▸ Exercise goal
Update all of the records below by changing every "Trace" to "Draw". Leave everything else the same, and omit the pictures from your answer.

[Named region outline records]
========
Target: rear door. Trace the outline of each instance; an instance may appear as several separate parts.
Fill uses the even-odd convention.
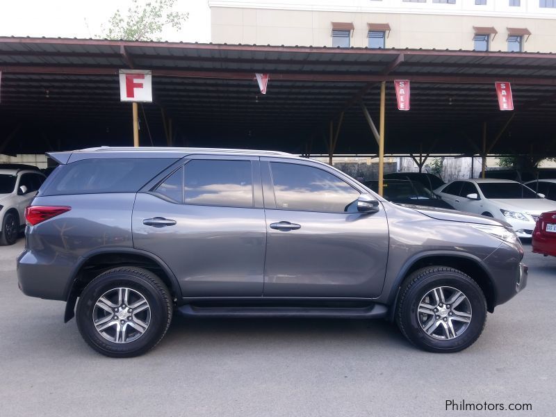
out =
[[[260,297],[266,231],[258,158],[195,156],[137,195],[133,246],[163,259],[184,297]]]
[[[311,161],[261,158],[265,297],[373,297],[388,259],[384,211],[357,211],[361,190]]]

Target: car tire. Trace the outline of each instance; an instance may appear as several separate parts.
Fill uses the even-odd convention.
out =
[[[122,267],[100,274],[87,285],[79,297],[76,320],[81,336],[95,350],[111,357],[131,357],[162,340],[172,313],[170,291],[160,278],[143,268]]]
[[[461,271],[430,266],[405,279],[395,316],[402,333],[416,346],[429,352],[459,352],[482,332],[486,300],[477,284]]]
[[[2,232],[0,234],[0,245],[13,245],[19,236],[19,216],[11,211],[4,215],[2,219]]]

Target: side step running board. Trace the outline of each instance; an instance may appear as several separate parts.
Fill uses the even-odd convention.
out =
[[[373,304],[366,307],[278,307],[278,306],[199,306],[185,304],[178,312],[197,317],[308,317],[333,318],[381,318],[386,316],[388,307]]]

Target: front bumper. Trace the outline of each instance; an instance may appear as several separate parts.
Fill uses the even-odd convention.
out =
[[[502,244],[484,261],[493,286],[494,306],[504,304],[527,286],[528,267],[520,247]]]

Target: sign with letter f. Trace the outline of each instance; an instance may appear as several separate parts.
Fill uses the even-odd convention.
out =
[[[142,70],[120,70],[122,101],[152,102],[152,72]]]

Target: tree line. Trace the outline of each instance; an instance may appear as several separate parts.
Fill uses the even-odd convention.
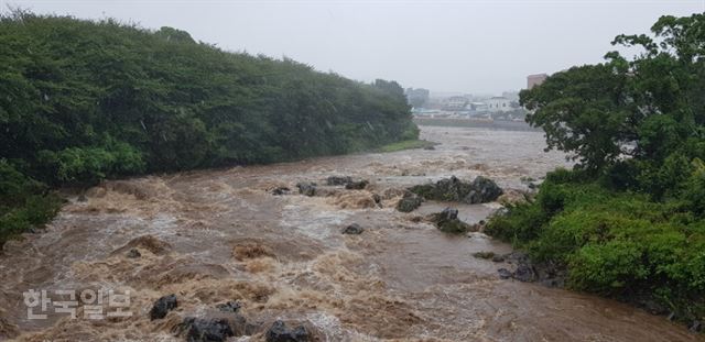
========
▸ Solution to this exercise
Target: rear door. Draw the outline of each instance; an instance may appear as several separate parts.
Fill uses the even-odd convention.
out =
[[[260,297],[266,231],[258,158],[195,156],[137,195],[133,246],[163,259],[184,297]]]
[[[311,161],[261,158],[265,297],[373,297],[388,259],[384,211],[357,211],[361,190]]]

Target: car tire. Draw the outline of each instance; an instance may appear as several separate parts.
Fill uses the even-odd convention.
out =
[[[122,267],[100,274],[87,285],[79,297],[76,320],[81,336],[95,350],[111,357],[131,357],[162,340],[172,313],[170,291],[160,278],[143,268]]]
[[[461,271],[430,266],[405,279],[395,316],[402,333],[416,346],[429,352],[459,352],[482,332],[486,300],[477,284]]]
[[[2,232],[0,234],[0,245],[13,245],[19,236],[19,216],[11,211],[4,215],[2,219]]]

Target: side step running board. Draw the outline of each instance; an instance may appear as several separate parts.
Fill uses the even-odd convention.
out =
[[[373,304],[366,307],[278,307],[278,306],[199,306],[185,304],[178,312],[197,317],[308,317],[333,318],[381,318],[386,316],[388,307]]]

Target: front bumper. Draw the outline of each instance; an instance may appear as several separate parts.
Fill uses the even-odd convention.
out =
[[[502,244],[484,261],[493,286],[494,306],[504,304],[527,286],[528,267],[520,247]]]

Target: sign with letter f. Draw the outline of each instance; an instance may appear as several separate parts.
Fill uses the even-odd convention.
out =
[[[142,70],[120,70],[122,101],[152,102],[152,72]]]

Target: tree line. Draw the outline of each instance; an instance may appear as several separate parts.
Fill uses the even-odd convention.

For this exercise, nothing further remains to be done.